Stored data
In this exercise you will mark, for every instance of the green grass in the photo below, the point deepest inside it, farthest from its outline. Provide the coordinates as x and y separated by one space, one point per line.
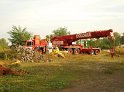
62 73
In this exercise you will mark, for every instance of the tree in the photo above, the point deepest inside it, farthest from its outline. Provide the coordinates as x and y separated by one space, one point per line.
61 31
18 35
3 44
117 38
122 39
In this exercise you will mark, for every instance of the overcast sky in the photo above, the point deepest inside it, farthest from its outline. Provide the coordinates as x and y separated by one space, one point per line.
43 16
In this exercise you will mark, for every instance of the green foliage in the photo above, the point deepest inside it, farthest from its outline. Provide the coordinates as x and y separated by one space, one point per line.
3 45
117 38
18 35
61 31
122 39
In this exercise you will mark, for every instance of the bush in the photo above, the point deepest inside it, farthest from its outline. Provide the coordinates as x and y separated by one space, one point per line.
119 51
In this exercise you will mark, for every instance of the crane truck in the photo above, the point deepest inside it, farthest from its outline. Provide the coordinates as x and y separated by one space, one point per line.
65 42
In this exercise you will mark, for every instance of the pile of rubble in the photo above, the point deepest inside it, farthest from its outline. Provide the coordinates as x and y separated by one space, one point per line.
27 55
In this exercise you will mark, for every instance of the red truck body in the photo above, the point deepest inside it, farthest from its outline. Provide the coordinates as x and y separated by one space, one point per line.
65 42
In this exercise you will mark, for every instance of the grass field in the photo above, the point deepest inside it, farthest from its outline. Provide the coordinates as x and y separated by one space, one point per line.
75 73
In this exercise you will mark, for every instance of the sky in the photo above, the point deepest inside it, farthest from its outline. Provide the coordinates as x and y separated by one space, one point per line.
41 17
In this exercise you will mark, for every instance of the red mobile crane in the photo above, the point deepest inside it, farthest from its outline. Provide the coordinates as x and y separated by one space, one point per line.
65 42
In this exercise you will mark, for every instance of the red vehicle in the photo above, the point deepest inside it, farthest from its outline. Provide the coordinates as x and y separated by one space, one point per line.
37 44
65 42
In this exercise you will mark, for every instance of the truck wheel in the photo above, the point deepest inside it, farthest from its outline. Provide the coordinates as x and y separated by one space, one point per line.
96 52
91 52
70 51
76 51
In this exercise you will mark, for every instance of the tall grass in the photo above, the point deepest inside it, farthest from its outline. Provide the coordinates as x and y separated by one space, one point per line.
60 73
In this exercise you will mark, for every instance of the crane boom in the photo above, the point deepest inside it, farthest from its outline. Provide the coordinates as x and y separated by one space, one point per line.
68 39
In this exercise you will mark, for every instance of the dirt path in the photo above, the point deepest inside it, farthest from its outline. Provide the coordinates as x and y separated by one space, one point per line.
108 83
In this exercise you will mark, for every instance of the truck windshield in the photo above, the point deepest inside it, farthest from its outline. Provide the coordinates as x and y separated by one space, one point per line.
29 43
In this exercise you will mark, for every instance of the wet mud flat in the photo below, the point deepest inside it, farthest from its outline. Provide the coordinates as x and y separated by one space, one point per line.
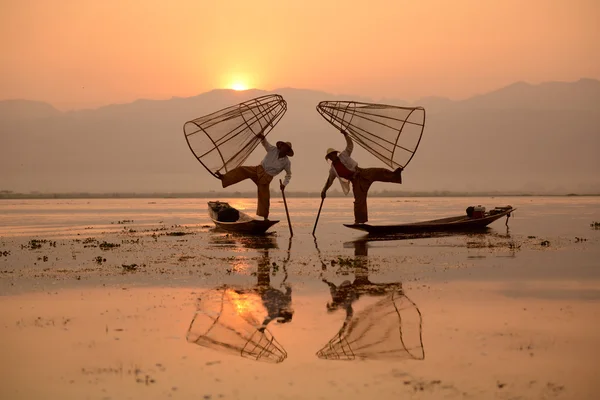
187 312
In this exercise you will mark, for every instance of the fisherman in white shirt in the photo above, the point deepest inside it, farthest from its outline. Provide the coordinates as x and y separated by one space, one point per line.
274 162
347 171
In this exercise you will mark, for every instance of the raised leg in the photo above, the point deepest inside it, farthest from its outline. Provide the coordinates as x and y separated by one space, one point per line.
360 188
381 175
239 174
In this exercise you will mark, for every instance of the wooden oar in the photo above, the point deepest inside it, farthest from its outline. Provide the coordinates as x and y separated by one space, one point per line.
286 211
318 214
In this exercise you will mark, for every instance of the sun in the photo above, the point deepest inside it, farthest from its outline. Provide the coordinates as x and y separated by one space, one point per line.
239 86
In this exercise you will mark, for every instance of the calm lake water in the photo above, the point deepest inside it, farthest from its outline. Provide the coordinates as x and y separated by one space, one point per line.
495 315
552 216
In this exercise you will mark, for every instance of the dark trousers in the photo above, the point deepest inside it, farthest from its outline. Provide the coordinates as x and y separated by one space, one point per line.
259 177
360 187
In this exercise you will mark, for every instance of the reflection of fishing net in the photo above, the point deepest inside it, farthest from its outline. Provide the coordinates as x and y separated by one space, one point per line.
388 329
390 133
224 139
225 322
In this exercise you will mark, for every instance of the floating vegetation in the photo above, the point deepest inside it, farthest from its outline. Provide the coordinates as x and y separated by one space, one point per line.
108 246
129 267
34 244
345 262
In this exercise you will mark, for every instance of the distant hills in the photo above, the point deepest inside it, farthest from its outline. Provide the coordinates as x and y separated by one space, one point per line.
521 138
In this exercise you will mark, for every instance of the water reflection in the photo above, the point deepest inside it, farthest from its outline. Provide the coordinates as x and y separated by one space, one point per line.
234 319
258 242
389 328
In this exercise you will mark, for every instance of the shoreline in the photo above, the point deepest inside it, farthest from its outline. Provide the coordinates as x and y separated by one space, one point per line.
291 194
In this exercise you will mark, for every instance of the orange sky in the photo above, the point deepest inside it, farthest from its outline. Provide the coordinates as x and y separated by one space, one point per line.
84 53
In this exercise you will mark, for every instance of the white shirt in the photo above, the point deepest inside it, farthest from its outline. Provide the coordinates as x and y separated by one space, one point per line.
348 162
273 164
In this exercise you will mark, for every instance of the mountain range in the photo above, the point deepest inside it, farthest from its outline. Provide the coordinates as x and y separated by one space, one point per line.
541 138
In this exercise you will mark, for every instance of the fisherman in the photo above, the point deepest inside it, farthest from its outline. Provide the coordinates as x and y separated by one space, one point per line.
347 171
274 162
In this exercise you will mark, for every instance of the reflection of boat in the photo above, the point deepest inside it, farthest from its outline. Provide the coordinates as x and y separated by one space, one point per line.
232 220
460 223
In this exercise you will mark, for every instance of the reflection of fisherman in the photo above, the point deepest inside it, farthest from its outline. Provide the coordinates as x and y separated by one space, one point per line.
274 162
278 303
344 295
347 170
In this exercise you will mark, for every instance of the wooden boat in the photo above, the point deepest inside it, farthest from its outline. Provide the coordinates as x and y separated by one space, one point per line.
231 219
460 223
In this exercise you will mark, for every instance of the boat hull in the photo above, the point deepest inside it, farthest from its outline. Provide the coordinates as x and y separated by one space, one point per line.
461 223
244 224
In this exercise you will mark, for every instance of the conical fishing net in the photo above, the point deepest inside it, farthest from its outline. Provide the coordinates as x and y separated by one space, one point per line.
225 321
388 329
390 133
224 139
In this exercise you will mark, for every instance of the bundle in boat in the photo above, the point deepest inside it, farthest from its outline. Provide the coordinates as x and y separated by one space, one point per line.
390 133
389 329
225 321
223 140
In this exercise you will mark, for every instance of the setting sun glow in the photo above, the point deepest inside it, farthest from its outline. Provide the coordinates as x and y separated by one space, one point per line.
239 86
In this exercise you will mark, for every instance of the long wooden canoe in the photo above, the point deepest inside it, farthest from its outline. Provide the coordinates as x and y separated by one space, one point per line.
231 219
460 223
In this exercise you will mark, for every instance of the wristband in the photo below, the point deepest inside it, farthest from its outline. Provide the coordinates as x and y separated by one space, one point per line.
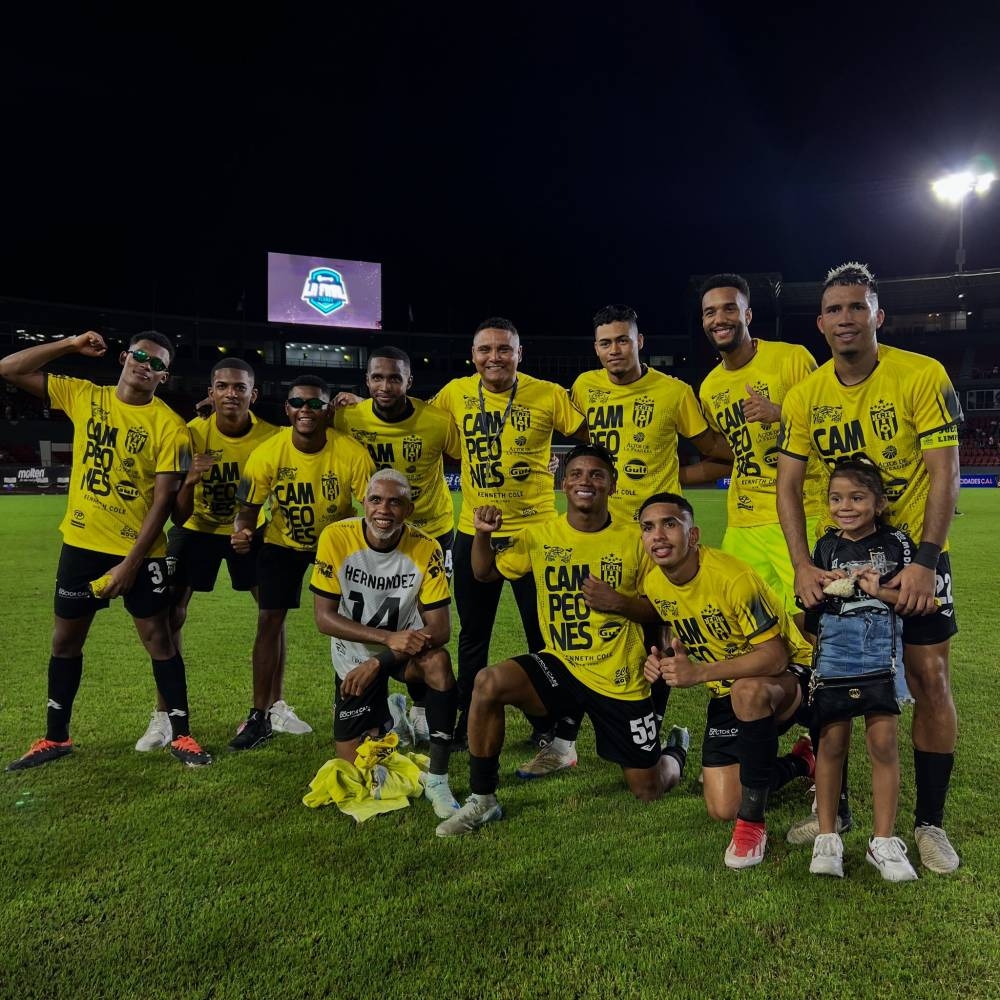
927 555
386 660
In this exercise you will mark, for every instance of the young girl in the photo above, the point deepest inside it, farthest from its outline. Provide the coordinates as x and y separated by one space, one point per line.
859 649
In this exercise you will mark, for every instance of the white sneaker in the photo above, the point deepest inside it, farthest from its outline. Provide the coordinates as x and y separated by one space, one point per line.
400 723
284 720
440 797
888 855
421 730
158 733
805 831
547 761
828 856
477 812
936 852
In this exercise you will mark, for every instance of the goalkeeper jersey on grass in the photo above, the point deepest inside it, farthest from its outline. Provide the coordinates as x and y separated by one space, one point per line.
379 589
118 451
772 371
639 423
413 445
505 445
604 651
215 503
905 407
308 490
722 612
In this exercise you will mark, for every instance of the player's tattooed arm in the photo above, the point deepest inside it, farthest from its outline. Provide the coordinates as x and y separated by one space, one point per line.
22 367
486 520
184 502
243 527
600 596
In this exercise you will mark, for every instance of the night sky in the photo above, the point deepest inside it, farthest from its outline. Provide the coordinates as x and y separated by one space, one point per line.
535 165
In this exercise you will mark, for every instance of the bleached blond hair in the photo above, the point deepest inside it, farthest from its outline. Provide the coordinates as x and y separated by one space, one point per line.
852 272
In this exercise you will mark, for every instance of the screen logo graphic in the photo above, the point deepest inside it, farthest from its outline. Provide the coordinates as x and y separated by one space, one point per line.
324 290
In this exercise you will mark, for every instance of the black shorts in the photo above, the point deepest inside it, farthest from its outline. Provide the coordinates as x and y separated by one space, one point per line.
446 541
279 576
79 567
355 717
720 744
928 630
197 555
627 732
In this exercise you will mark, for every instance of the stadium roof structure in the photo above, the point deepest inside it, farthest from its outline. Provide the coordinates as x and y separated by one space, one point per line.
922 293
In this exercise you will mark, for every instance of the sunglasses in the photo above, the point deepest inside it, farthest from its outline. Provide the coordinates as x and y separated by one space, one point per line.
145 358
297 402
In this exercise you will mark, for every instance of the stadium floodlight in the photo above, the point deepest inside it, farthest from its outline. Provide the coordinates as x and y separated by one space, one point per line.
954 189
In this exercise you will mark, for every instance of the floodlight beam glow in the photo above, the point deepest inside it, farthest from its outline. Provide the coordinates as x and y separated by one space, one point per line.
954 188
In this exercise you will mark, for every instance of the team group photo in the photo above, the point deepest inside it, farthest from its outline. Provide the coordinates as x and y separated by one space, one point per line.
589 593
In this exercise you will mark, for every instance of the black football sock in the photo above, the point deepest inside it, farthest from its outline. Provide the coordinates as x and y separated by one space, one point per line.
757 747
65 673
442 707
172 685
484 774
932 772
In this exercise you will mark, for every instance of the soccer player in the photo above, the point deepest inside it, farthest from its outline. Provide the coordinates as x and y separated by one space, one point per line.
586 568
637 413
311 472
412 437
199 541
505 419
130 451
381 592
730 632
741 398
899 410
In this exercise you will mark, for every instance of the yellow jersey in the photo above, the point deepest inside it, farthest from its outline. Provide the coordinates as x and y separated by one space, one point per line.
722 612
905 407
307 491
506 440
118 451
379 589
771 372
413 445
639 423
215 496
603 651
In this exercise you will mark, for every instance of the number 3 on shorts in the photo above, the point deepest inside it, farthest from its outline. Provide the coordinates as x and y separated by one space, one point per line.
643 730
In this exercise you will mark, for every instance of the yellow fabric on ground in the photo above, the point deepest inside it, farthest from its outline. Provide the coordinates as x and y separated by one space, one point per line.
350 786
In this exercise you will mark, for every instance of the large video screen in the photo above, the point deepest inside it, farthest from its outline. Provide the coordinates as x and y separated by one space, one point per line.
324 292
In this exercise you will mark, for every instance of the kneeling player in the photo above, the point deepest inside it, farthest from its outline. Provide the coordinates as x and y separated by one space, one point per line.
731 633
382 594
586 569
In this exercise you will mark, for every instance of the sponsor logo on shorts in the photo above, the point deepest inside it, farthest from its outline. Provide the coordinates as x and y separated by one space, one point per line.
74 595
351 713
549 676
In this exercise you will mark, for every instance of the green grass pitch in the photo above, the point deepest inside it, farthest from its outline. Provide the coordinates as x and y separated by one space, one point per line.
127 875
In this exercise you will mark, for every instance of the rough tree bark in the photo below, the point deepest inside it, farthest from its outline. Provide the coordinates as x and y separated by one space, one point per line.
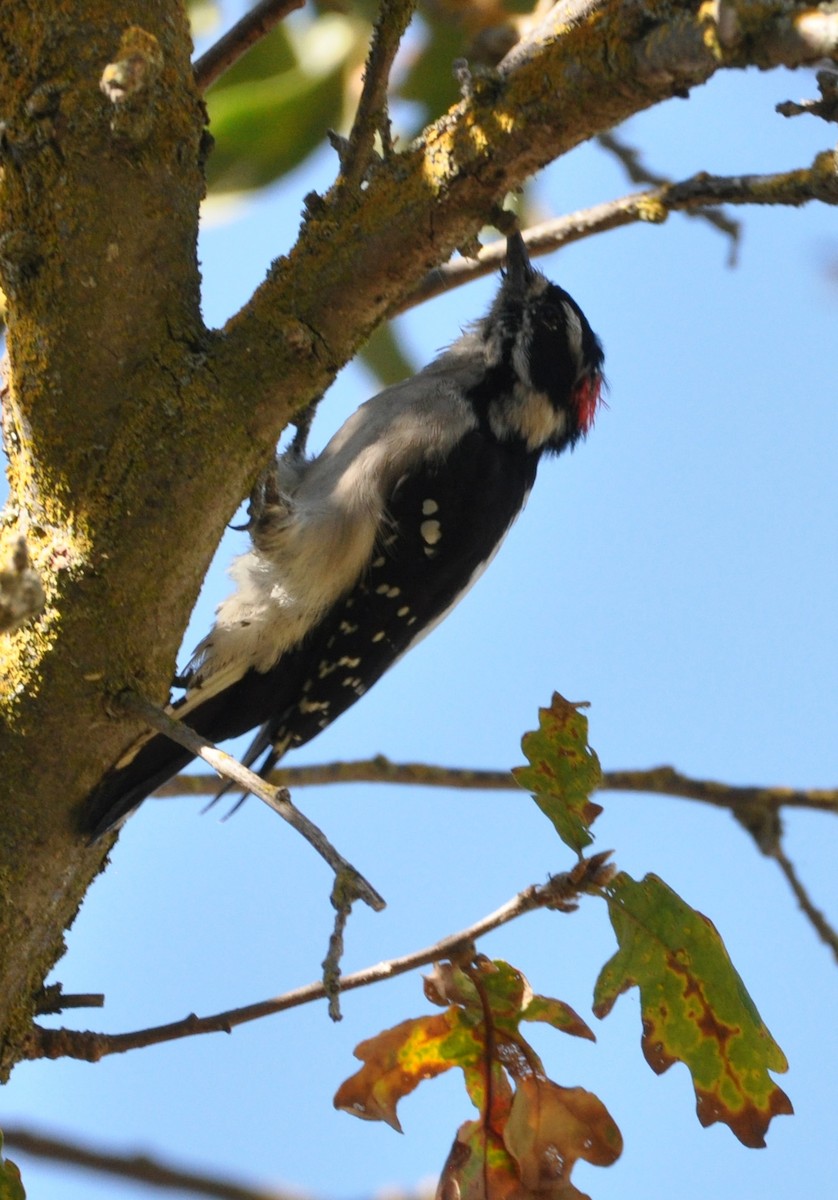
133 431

■ Objective
Lay out the rows as a JSON list of strings with one string per line and no blank lines, starting at the line that contains "green grass pitch" and continuing through the last row. Leave the pictures out of the answer.

■ Answer to this exercise
[
  "In this exercise you will mark, for every instance of the green grass pitch in the photo above, the point deepest inside it, farthest from its outline. Provide the coordinates as x and y separated by one space, one point per line.",
  "127 875",
  "In this exercise you will mark, for every instance of the rough tree bark in the photo below, the point deepest inside it, farthest from its outline. Provide the coordinates as x and y separated by one space, one point per line.",
  "133 431"
]